* _Quoted passage_
------------------------------------

To study the effect of SSb2 on MCF-7 proliferation, cells were treated with SSb2 (0.1, 0.2, 0.5, 1, 2, 5, 10, 20 and 50 µM) for 48 h. Following treatment, MTT assays were performed to measure cell proliferation. As presented in Fig. 2A, the cell proliferation rate was significant inhibited compared with the control group in a dose-dependent manner (P<0.05). Western blot analysis also was performed following cell treatment with 5 µM SSb2 for 48 h. As presented in Fig. 2B, treatment with 5 µM SSb2 significantly reduced the expression of c-myc and cyclin D1, which are related to cell proliferation in the STAT3 signalling pathway, compared with the control (P<0.05).

To observe the effect of SSb2 on the migration of breast cancer cells, cells were treated with SSb2 (0.2, 1 and 5 µM) for 24 and 48 h. Following treatment, wound-healing assays were performed to evaluate MCF-7 migration. As presented in Fig. 2C, following treatment with SSb2, cell migration rates decreased along with the increased concentration of SSb2 at 24 or 48 h in a dose-dependent manner.

------------------------------------

Extracted data entries:
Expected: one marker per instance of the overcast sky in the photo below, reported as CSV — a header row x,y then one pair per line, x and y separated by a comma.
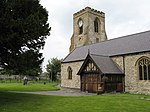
x,y
122,17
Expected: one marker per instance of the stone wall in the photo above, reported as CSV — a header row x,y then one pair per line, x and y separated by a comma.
x,y
132,82
75,81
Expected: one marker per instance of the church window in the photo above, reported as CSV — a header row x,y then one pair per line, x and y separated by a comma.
x,y
96,26
97,39
80,23
69,72
144,69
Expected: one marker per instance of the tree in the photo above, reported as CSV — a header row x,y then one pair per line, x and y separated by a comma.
x,y
23,30
53,68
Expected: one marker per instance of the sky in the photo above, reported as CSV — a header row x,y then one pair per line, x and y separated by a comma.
x,y
122,17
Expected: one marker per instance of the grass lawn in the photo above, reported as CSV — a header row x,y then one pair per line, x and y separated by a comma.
x,y
20,102
29,87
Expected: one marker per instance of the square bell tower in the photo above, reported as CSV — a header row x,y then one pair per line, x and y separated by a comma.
x,y
88,28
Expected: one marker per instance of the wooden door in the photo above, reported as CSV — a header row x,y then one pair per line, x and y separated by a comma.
x,y
90,82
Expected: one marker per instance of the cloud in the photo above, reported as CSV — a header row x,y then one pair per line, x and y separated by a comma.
x,y
123,17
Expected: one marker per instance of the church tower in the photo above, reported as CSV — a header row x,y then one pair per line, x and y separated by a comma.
x,y
88,28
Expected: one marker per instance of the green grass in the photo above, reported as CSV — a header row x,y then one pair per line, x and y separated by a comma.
x,y
29,87
19,102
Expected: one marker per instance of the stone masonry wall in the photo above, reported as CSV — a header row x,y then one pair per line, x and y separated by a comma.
x,y
75,81
132,82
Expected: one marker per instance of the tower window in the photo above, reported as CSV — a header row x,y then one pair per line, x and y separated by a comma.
x,y
96,27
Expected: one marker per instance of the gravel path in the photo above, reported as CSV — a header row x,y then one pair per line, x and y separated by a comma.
x,y
63,92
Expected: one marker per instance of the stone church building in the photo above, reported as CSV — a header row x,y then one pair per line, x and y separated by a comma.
x,y
96,64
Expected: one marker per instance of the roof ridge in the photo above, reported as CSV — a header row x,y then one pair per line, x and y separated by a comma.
x,y
99,55
115,38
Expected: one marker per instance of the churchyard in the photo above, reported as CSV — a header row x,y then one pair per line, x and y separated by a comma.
x,y
23,102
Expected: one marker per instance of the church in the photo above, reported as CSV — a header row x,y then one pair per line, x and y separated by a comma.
x,y
96,64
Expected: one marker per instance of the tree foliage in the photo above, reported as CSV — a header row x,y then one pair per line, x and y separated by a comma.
x,y
53,68
23,30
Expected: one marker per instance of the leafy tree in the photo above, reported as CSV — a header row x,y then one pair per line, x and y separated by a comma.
x,y
27,63
53,68
23,30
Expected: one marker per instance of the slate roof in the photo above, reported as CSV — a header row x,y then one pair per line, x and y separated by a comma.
x,y
106,64
134,43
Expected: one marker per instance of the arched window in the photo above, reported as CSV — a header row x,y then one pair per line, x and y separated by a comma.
x,y
144,68
96,25
80,24
69,72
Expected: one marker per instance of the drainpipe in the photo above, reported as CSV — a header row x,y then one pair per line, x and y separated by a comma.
x,y
124,73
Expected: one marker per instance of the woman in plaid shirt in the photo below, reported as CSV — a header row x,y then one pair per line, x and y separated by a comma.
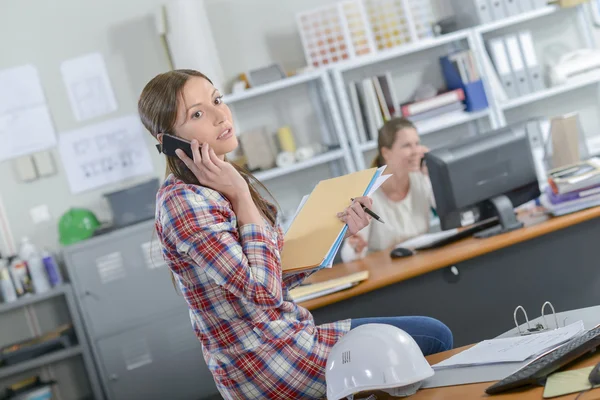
x,y
222,243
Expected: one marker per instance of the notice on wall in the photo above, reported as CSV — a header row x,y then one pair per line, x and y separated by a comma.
x,y
88,86
105,153
25,123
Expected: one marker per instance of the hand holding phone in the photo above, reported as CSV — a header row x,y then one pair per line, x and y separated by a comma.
x,y
170,143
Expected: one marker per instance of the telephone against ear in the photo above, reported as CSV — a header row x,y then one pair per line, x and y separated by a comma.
x,y
171,143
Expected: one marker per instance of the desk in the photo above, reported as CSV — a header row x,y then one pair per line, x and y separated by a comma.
x,y
554,260
477,391
590,317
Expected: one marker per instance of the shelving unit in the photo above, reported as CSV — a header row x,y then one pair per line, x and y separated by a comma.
x,y
437,124
268,88
319,159
317,117
40,361
515,19
547,93
82,349
339,76
584,29
475,41
33,298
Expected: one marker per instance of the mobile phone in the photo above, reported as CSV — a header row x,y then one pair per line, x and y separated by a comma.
x,y
172,143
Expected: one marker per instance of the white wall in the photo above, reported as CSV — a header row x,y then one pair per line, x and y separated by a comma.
x,y
248,34
44,33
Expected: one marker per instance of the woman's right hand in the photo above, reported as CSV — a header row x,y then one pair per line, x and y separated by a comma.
x,y
357,243
213,172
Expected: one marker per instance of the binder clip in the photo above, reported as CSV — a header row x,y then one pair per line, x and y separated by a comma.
x,y
538,327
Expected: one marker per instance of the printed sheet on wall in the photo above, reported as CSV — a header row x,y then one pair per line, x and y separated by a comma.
x,y
25,123
105,153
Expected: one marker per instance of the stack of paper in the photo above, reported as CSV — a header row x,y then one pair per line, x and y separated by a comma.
x,y
427,239
316,233
515,349
314,290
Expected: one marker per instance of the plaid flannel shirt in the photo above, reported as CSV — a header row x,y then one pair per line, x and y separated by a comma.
x,y
256,341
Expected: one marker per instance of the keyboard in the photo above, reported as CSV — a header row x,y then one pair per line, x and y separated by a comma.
x,y
538,369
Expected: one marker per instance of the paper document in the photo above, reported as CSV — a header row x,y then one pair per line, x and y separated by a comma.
x,y
427,239
88,86
105,153
316,233
314,290
25,123
514,349
336,245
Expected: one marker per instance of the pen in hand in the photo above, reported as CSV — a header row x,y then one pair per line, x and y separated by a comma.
x,y
371,213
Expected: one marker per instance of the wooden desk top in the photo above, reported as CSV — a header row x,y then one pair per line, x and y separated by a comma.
x,y
383,271
477,391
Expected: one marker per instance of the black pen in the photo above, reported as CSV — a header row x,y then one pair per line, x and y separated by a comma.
x,y
371,213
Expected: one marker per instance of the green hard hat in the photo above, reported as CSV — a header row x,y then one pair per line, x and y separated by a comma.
x,y
75,225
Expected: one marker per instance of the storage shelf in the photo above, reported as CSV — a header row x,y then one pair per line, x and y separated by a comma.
x,y
40,361
437,124
551,92
273,86
34,298
299,166
515,19
400,51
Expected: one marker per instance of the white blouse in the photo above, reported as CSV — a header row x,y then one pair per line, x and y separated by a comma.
x,y
403,219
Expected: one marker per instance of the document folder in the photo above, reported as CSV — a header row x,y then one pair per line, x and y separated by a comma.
x,y
316,234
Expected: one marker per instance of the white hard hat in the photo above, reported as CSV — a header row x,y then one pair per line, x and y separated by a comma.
x,y
375,357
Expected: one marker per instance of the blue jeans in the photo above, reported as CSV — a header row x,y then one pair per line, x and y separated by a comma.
x,y
431,335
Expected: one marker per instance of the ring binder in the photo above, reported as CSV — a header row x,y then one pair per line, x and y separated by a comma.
x,y
538,327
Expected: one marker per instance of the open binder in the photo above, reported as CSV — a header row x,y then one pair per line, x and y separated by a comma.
x,y
316,233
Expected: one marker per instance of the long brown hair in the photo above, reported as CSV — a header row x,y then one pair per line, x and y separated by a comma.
x,y
387,137
157,108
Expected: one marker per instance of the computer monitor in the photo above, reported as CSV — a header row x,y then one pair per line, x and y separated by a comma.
x,y
486,176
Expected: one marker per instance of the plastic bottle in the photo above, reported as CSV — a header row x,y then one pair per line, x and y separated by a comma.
x,y
20,276
7,289
52,269
31,255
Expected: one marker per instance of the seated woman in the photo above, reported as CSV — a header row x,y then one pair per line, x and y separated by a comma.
x,y
221,241
404,201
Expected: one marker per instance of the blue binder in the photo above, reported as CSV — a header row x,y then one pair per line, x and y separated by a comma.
x,y
475,98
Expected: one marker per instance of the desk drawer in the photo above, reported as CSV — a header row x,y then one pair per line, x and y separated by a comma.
x,y
121,281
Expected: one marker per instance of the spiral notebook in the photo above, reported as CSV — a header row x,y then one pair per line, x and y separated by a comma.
x,y
316,233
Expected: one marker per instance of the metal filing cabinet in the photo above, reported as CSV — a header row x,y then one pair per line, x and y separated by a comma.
x,y
138,325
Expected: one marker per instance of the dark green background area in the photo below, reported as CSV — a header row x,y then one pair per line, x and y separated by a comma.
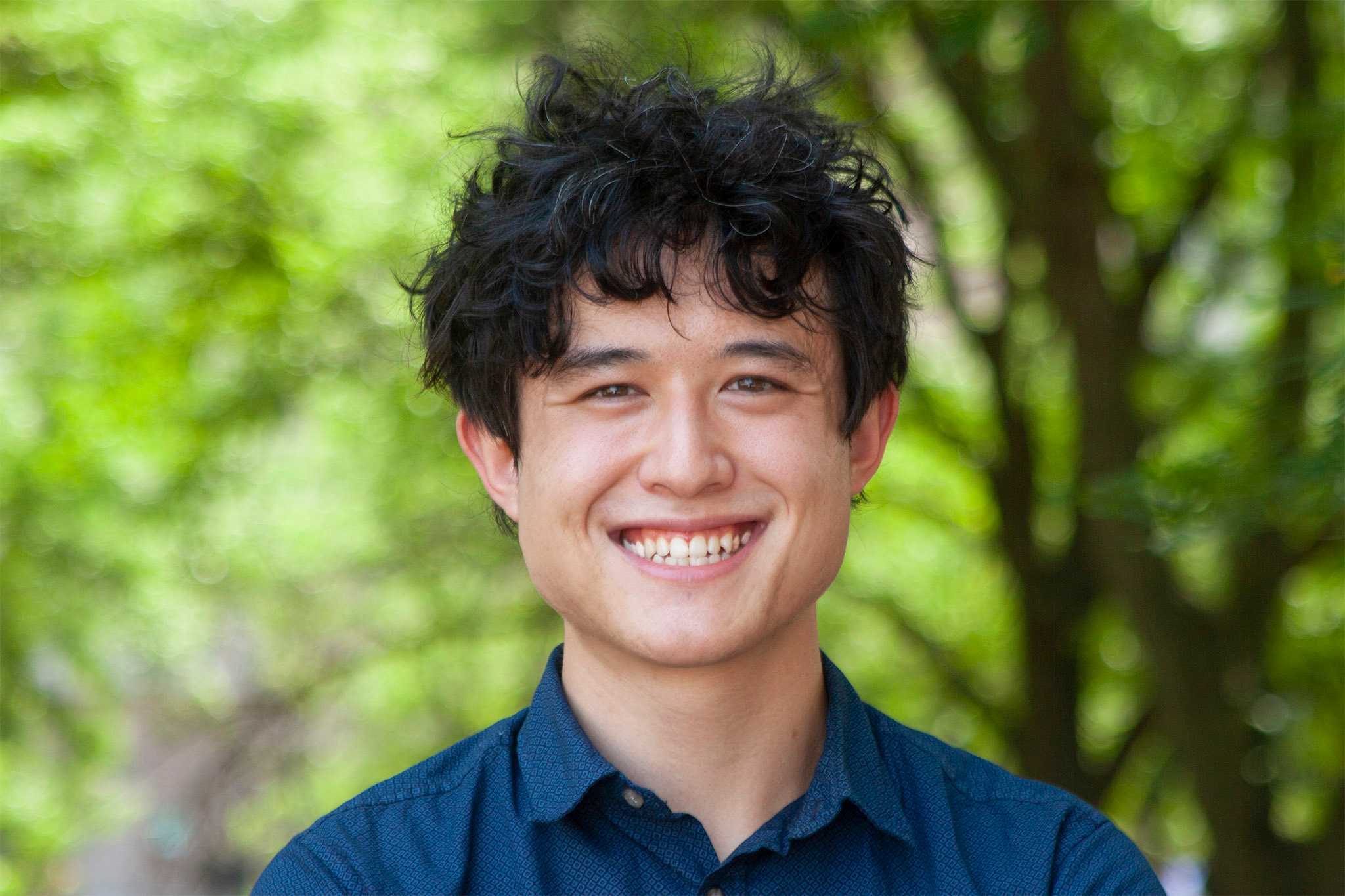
x,y
246,571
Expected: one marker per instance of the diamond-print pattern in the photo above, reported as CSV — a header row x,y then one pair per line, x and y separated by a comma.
x,y
529,806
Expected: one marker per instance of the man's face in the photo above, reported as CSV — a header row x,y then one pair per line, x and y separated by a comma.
x,y
670,430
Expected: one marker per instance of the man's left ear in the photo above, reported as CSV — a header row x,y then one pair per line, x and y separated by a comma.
x,y
871,440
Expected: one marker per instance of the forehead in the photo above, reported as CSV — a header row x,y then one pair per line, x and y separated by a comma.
x,y
698,324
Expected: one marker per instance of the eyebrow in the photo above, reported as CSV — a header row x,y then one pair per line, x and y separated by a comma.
x,y
592,358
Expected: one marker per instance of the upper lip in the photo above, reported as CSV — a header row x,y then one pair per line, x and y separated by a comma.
x,y
685,523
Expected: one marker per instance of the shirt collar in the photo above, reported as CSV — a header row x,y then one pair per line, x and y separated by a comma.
x,y
560,765
852,767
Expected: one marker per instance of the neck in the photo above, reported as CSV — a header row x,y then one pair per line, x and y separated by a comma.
x,y
731,743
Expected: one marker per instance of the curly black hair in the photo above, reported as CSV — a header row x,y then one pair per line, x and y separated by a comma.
x,y
606,172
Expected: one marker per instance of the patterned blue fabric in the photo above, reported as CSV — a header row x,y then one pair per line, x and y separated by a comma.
x,y
529,806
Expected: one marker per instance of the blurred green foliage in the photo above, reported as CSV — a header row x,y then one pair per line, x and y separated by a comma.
x,y
232,527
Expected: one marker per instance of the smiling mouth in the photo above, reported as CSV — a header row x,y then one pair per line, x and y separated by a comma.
x,y
689,548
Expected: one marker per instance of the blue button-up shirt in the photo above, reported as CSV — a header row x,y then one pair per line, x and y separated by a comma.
x,y
529,806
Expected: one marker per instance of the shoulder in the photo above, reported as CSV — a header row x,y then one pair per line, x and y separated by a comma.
x,y
357,847
1002,824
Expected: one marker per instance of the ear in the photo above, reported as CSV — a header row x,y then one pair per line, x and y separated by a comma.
x,y
871,440
494,463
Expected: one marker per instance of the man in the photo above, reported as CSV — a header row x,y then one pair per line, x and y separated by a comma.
x,y
674,317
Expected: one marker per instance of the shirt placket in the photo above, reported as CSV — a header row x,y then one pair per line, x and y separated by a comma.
x,y
674,839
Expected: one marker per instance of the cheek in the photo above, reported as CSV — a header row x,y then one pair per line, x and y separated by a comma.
x,y
563,476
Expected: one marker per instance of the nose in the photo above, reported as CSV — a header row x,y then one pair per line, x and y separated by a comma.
x,y
686,452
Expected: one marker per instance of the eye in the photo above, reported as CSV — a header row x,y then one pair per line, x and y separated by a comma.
x,y
753,385
613,390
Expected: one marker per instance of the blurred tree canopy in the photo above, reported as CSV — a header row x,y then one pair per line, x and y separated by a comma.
x,y
246,571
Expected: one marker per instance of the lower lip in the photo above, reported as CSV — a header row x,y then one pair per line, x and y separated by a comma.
x,y
690,574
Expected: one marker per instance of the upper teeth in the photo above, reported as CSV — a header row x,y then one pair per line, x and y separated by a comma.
x,y
688,548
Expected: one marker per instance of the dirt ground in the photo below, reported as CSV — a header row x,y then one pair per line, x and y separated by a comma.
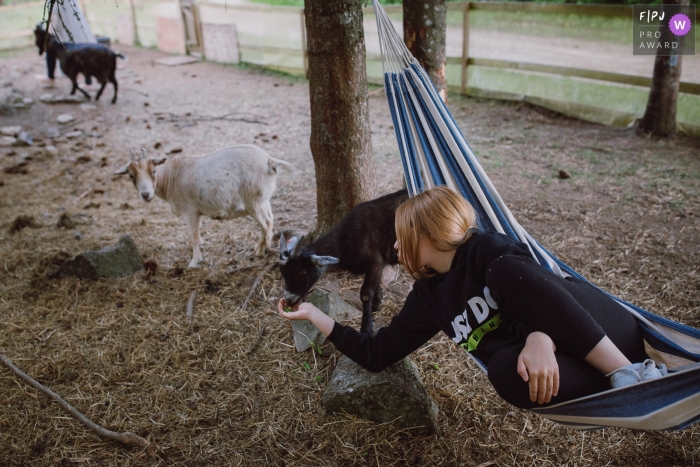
x,y
229,389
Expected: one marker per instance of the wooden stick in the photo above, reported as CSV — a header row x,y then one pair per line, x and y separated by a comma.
x,y
130,439
256,284
189,309
257,341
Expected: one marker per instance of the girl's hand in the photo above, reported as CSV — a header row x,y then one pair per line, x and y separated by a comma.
x,y
538,366
306,311
298,311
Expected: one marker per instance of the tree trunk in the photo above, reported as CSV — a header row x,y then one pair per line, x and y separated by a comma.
x,y
424,23
341,143
660,116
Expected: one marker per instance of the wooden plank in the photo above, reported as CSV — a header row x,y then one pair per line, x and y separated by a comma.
x,y
304,48
21,6
254,7
465,45
685,87
560,8
16,34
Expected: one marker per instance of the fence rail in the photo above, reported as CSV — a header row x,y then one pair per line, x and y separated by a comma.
x,y
261,49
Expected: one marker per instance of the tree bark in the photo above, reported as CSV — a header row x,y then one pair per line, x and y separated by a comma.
x,y
660,116
341,143
424,29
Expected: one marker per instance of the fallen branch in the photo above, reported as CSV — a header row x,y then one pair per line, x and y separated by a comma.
x,y
256,284
189,309
257,341
130,439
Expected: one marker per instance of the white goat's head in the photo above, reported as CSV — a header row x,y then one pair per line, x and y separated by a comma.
x,y
142,172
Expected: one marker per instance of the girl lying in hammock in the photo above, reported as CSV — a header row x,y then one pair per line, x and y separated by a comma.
x,y
544,339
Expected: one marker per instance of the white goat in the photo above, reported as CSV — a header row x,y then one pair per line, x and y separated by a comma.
x,y
229,183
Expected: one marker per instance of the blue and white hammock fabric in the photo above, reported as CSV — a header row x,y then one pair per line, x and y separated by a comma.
x,y
434,152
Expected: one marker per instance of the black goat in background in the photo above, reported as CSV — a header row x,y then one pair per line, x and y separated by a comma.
x,y
94,60
362,243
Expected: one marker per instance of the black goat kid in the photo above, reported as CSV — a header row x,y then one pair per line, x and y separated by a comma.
x,y
94,60
362,243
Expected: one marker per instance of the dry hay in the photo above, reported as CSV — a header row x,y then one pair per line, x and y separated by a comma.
x,y
227,388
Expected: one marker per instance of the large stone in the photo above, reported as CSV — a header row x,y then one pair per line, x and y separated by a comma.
x,y
395,394
109,262
331,304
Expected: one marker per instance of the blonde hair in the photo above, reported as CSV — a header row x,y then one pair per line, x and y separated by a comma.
x,y
439,215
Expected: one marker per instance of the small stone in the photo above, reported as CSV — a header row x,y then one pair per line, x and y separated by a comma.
x,y
65,222
6,141
22,222
74,134
52,132
65,118
11,130
24,139
109,262
20,168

------------------------------------

* _Task instructions_
A) According to the SSb2 excerpt, which two proteins showed significantly reduced expression after treatment with 5 µM SSb2?
B) Reproduce the part of the SSb2 excerpt starting at "To study the" and ending at "the control (P<0.05).".

* _Solutions to each task_
A) c-myc and cyclin D1

B)
To study the effect of SSb2 on MCF-7 proliferation, cells were treated with SSb2 (0.1, 0.2, 0.5, 1, 2, 5, 10, 20 and 50 µM) for 48 h. Following treatment, MTT assays were performed to measure cell proliferation. As presented in Fig. 2A, the cell proliferation rate was significant inhibited compared with the control group in a dose-dependent manner (P<0.05). Western blot analysis also was performed following cell treatment with 5 µM SSb2 for 48 h. As presented in Fig. 2B, treatment with 5 µM SSb2 significantly reduced the expression of c-myc and cyclin D1, which are related to cell proliferation in the STAT3 signalling pathway, compared with the control (P<0.05).